• **What is needed**: Lines from the beginning of the data through the line containing "Locate the berry drupelet;" are to be copied exactly, with no other line included.

• **Extracted records**:

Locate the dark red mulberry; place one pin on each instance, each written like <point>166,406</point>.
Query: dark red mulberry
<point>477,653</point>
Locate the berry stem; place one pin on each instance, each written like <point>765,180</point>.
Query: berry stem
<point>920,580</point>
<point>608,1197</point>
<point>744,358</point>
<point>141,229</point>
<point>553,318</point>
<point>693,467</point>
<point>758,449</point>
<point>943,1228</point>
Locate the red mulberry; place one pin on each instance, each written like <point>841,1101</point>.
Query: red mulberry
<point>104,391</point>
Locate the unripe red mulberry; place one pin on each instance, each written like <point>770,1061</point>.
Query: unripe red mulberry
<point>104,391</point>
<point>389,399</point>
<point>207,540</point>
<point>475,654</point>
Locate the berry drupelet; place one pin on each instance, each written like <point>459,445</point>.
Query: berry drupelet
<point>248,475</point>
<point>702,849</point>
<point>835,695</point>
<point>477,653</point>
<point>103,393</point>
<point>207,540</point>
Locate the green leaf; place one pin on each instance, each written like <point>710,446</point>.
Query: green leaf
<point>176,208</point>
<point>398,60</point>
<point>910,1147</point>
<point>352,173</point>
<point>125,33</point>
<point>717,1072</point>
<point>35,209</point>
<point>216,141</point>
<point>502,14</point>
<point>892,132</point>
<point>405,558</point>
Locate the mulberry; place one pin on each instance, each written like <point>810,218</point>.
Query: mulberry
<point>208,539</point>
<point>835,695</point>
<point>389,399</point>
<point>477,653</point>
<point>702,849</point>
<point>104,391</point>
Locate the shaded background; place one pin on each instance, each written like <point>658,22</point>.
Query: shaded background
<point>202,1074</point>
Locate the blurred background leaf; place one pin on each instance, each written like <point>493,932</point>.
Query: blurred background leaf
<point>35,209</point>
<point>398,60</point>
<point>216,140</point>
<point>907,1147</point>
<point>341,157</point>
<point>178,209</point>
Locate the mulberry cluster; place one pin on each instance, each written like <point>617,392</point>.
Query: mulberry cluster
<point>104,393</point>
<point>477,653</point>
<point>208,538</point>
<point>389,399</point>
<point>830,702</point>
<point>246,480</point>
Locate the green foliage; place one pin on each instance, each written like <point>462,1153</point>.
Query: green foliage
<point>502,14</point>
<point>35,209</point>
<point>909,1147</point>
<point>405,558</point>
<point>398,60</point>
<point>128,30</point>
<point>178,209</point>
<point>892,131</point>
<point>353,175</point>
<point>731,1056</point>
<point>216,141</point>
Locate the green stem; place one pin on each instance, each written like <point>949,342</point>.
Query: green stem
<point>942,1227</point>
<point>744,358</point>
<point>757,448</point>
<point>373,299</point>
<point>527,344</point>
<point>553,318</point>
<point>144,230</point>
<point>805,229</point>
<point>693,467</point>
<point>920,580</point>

• **Expected answer**:
Locate the dark red mulberry; place one pin on each instance, each written like <point>166,406</point>.
Query: dark red mulberry
<point>477,653</point>
Locate the berry stem; place one pin on each instance, each written like <point>765,180</point>.
Query: berry stem
<point>920,580</point>
<point>608,1197</point>
<point>744,358</point>
<point>141,229</point>
<point>553,318</point>
<point>693,467</point>
<point>758,449</point>
<point>943,1228</point>
Locate the red mulberry; place one pin on each instance, each written like <point>841,1101</point>.
Query: red mulberry
<point>104,391</point>
Locate the unripe red mulberry; place one pin on each instance, each written like <point>770,1061</point>.
Query: unripe red mulberry
<point>104,391</point>
<point>389,399</point>
<point>207,540</point>
<point>475,654</point>
Locate the berry drupelet; place one pin on each instance, each written like <point>459,445</point>.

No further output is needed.